>>>>
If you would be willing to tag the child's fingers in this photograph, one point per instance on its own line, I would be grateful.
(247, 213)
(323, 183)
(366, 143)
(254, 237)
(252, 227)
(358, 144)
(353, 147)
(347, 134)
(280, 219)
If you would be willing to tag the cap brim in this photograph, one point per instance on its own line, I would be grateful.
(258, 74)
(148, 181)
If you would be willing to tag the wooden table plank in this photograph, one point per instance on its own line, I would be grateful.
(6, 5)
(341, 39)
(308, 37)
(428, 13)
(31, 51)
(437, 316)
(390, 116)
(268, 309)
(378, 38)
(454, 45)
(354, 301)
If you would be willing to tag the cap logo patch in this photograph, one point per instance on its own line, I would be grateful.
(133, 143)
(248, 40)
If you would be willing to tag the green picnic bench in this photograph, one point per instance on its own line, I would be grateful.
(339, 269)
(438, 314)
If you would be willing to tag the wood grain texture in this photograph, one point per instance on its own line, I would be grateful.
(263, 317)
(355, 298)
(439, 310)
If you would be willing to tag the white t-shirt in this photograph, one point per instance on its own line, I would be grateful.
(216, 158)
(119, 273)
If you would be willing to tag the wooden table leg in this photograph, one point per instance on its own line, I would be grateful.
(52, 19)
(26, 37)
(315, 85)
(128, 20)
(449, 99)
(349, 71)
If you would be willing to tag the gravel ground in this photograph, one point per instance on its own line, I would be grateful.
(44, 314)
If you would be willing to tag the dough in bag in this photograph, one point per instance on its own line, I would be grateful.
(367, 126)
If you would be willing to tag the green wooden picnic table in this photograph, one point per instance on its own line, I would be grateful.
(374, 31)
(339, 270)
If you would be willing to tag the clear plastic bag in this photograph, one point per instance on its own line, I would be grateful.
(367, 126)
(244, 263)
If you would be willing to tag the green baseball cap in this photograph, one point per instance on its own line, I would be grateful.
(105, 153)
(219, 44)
<<<<
• OBJECTIVE: Arrange every line of the entries above as a JSON list of strings, one string per line, and omit any blank lines.

• ANSWER:
[
  "If you would be willing to tag the child's fingers in this photograph, one point per instance on its own line, I would be grateful.",
  "(247, 213)",
  "(323, 183)",
  "(366, 143)",
  "(254, 237)",
  "(252, 227)",
  "(358, 144)",
  "(353, 147)",
  "(347, 134)",
  "(280, 219)",
  "If you would be willing to tag the cap brim in this photograph, one point per instance on its own line, I would be grateful.",
  "(258, 74)",
  "(148, 181)",
  "If you would be willing to tag the wooden table plank in this photograph, one point per instance on its own line, I would be grateful.",
  "(6, 5)",
  "(341, 39)",
  "(308, 37)",
  "(428, 13)",
  "(31, 51)",
  "(437, 316)",
  "(390, 116)",
  "(268, 309)",
  "(378, 38)",
  "(454, 45)",
  "(354, 301)",
  "If you would be willing to tag the cap logo patch in this photograph, one point per instance on its own line, I would be grateful.",
  "(133, 143)",
  "(248, 40)",
  "If you would be willing to tag the green picnic bench in this photograph, one point per instance on its own line, I would be grateful.",
  "(339, 269)",
  "(438, 314)",
  "If you would be willing to tag the wood grain texture in this photograph, one point per instance on its own line, I would be grateful.",
  "(263, 317)",
  "(355, 298)",
  "(439, 310)",
  "If you would be willing to tag the white t-shirt in this photograph, one point per instance on its own line, I would be grateful.",
  "(216, 158)",
  "(119, 273)",
  "If you would be willing to tag the wooden table leg in this photograph, one point per instance on its own line, I would be grateful.",
  "(52, 19)",
  "(26, 37)",
  "(315, 85)",
  "(128, 20)",
  "(449, 99)",
  "(349, 71)",
  "If you would be willing to tag the gravel ground in this photograph, one point per instance on its own line, I would be grateful.",
  "(44, 314)",
  "If you would be willing to tag the dough in bag in this photograph, one point per instance on its own line, I would be grateful.",
  "(367, 126)",
  "If you would be willing to tag the green wooden picnic table in this photograph, one point per instance on its own line, I would be grateful.",
  "(374, 31)",
  "(339, 270)",
  "If you would be willing to tag the clear plastic bag in this photograph, one point per instance on its own line, I would be grateful.",
  "(367, 126)",
  "(244, 263)",
  "If you would be willing to tag the green baseball cap in this photograph, one point per instance on its own line, I would be grateful.",
  "(105, 153)",
  "(219, 44)"
]